### 给定任务 A
根据这篇讲循环神经网络的文章，回答下面三个问题：
(i) 文中说将在哪个库中实现循环神经网络？
(ii) 上标 [l] 表示什么？
(iii) 双向RNN可以从哪里获取上下文？
### 给定任务 B
把这篇讲循环神经网络的文章中的一段原样照抄下来，起点是包含“Recurrent Neural Networks”的词句，终点是“training example input.”。
### 给定任务 C
从这篇讲循环神经网络的文章的最后一句之后往下续写。

### 正文部分
▼▼▼
Sequence Model-week1编程题1（一步步实现RNN与LSTM）-优快云博客

本文链接：https://blog.youkuaiyun.com/Xiao_CangTian/article/details/108665488

本文详细介绍了如何逐步构建循环神经网络（RNN）和长短期记忆（LSTM）网络，包括前向传播过程、RNN单元、LSTM单元的实现，以及反向传播的计算。通过实例展示了在Python中实现RNN和LSTM的基本步骤，包括隐藏状态、预测和参数更新。

摘要生成于 C知道，由 DeepSeek-R1 满血版支持，前往体验 >

一步步搭建循环神经网络

将在numpy中实现一个循环神经网络

Recurrent Neural Networks (RNN) are very effective for Natural Language Processing and other sequence tasks because they have "memory". 他们可以读取一个输入 \(x^{\langle t \rangle}\) (such as words) one at a time, 并且通过隐藏层激活从一个 time-step 传递到下一个 time-step 来记住一些信息(information/context). 这允许单向RNN(uni-directional RNN)从过去获取信息来处理后面的输入，双向RNN(A bidirection RNN) 可以从过去和未来中获取上下文。

Notation:

上标(Superscript) \([l]\) 表示 \(l^{th}\) layer.
- Example: \(a^{[4]}\) is the \(4^{th}\) layer activation. \(W^{[5]}\) and \(b^{[5]}\) are the \(5^{th}\) layer parameters.
Superscript \((i)\) 表示 \(i^{th}\) example.
- Example: \(x^{(i)}\) is the \(i^{th}\) training example input.
Superscript \(\langle t \rangle\) 表示 \(t^{th}\) time-step.
- Example: \(x^{\langle t \rangle}\) 表示输入\(x\) 的 \(t^{th}\) time-step. \(x^{(i)\langle t \rangle}\) 表示输入\(x\) 的第\(i\)个样本的\(t^{th}\) timestep.
▲▲▲
### 提取数据
▼▼▼
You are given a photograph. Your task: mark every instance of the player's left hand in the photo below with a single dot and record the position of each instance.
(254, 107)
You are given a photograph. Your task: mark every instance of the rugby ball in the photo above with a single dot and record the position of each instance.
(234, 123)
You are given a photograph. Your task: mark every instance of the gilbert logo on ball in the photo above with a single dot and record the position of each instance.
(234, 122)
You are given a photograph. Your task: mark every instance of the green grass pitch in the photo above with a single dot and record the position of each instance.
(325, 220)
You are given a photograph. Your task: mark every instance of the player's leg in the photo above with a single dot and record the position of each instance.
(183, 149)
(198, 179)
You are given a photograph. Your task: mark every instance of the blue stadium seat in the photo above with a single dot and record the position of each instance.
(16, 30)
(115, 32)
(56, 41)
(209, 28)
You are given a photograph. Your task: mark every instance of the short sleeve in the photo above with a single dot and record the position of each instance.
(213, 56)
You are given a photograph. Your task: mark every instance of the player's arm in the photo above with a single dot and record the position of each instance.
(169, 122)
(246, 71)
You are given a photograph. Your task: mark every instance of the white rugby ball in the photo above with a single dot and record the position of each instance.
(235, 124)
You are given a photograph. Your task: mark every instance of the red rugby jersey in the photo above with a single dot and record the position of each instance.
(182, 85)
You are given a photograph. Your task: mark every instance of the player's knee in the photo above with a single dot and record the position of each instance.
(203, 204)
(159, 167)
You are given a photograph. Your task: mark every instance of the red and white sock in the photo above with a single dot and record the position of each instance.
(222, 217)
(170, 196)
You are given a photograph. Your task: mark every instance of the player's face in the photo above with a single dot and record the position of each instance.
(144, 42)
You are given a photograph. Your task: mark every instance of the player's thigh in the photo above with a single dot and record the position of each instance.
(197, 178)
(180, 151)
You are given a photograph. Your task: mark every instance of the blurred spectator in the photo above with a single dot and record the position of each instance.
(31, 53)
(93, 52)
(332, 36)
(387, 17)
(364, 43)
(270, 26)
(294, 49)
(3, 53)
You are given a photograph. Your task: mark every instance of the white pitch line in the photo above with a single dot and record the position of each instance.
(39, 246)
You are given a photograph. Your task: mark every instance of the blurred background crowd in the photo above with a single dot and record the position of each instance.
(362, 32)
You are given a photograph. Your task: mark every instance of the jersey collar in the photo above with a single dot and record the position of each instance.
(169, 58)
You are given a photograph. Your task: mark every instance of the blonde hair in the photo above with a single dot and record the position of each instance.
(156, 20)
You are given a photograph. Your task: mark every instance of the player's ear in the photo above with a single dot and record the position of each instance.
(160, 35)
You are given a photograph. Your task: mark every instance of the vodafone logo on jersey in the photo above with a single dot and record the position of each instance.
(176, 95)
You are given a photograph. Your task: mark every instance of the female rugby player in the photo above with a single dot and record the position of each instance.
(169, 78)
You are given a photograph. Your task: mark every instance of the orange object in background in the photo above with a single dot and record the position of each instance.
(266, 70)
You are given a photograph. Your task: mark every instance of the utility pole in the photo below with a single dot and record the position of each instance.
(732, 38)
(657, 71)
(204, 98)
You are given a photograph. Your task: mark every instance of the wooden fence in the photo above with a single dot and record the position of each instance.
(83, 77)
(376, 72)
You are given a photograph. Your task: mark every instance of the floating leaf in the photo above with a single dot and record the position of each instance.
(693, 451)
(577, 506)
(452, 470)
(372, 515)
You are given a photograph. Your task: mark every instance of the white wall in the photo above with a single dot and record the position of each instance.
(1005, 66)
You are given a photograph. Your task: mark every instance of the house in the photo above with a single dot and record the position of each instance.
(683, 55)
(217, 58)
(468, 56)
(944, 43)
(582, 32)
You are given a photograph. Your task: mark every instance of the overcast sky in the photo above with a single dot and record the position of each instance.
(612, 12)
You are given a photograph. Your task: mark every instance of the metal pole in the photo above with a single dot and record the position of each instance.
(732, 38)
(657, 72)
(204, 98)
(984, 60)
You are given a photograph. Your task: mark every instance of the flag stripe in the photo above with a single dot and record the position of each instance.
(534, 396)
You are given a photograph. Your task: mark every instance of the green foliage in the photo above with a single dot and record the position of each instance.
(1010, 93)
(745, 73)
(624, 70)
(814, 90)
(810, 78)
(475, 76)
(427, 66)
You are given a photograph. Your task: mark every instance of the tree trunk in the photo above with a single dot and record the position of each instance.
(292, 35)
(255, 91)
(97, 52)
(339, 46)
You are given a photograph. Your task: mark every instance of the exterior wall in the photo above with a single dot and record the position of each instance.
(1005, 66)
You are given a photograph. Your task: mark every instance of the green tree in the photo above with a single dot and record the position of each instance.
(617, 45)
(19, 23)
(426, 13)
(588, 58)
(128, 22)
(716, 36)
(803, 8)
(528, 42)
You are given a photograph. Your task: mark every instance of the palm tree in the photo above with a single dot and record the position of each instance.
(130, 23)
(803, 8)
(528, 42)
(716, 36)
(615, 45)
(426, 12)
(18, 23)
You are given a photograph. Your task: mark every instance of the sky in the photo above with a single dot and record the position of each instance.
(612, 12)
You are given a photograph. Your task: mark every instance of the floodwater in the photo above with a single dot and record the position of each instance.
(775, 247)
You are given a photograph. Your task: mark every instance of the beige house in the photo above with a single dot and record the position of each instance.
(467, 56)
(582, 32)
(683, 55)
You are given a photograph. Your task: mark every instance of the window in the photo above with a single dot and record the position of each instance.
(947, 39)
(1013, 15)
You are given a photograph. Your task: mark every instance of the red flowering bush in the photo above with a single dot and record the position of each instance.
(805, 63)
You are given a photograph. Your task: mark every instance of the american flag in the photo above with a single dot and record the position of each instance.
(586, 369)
▲▲▲
### 练习答案 A
(i) numpy。
(ii) 表示第 l 层（l^th layer）。
(iii) 可以从过去和未来中获取上下文。

### 练习答案 B
Recurrent Neural Networks (RNN) are very effective for Natural Language Processing and other sequence tasks because they have "memory". 他们可以读取一个输入 \(x^{\langle t \rangle}\) (such as words) one at a time, 并且通过隐藏层激活从一个 time-step 传递到下一个 time-step 来记住一些信息(information/context). 这允许单向RNN(uni-directional RNN)从过去获取信息来处理后面的输入，双向RNN(A bidirection RNN) 可以从过去和未来中获取上下文。

Notation:

上标(Superscript) \([l]\) 表示 \(l^{th}\) layer.
- Example: \(a^{[4]}\) is the \(4^{th}\) layer activation. \(W^{[5]}\) and \(b^{[5]}\) are the \(5^{th}\) layer parameters.
Superscript \((i)\) 表示 \(i^{th}\) example.
- Example: \(x^{(i)}\) is the \(i^{th}\) training example input.

### 练习答案 C
下标(Lowerscript) \(i\) 表示 \(i^{th}\) entry of a vector.
- Example: \(a^{[l]}_i\) 表示 \(l\) 层中的 \(i^{th}\) entry of the activations.

Example:

\(a^{(2)[3]<4>}_5\) denotes the activation of the 2nd training example (2), 3rd layer [3], 4th time step <4>, and 5th entry in the vector.

import numpy as np
from rnn_utils import *

1. Forward propagation for the basic Recurrent Neural Network

实现一个基本的RNN结构，这里，\(T_x = T_y\).

Figure 1: Basic RNN model

3D Tensor of shape \((n_{x},m,T_{x})\)

The 3-dimensional tensor \(x\) of shape \((n_x,m,T_x)\) represents the input \(x\) that is fed into the RNN.

Taking a 2D slice for each time step: \(x^{\langle t \rangle}\)

At each time step, we'll use a mini-batches of training examples (not just a single example).
So, for each time step \(t\), we'll use a 2D slice of shape \((n_x,m)\).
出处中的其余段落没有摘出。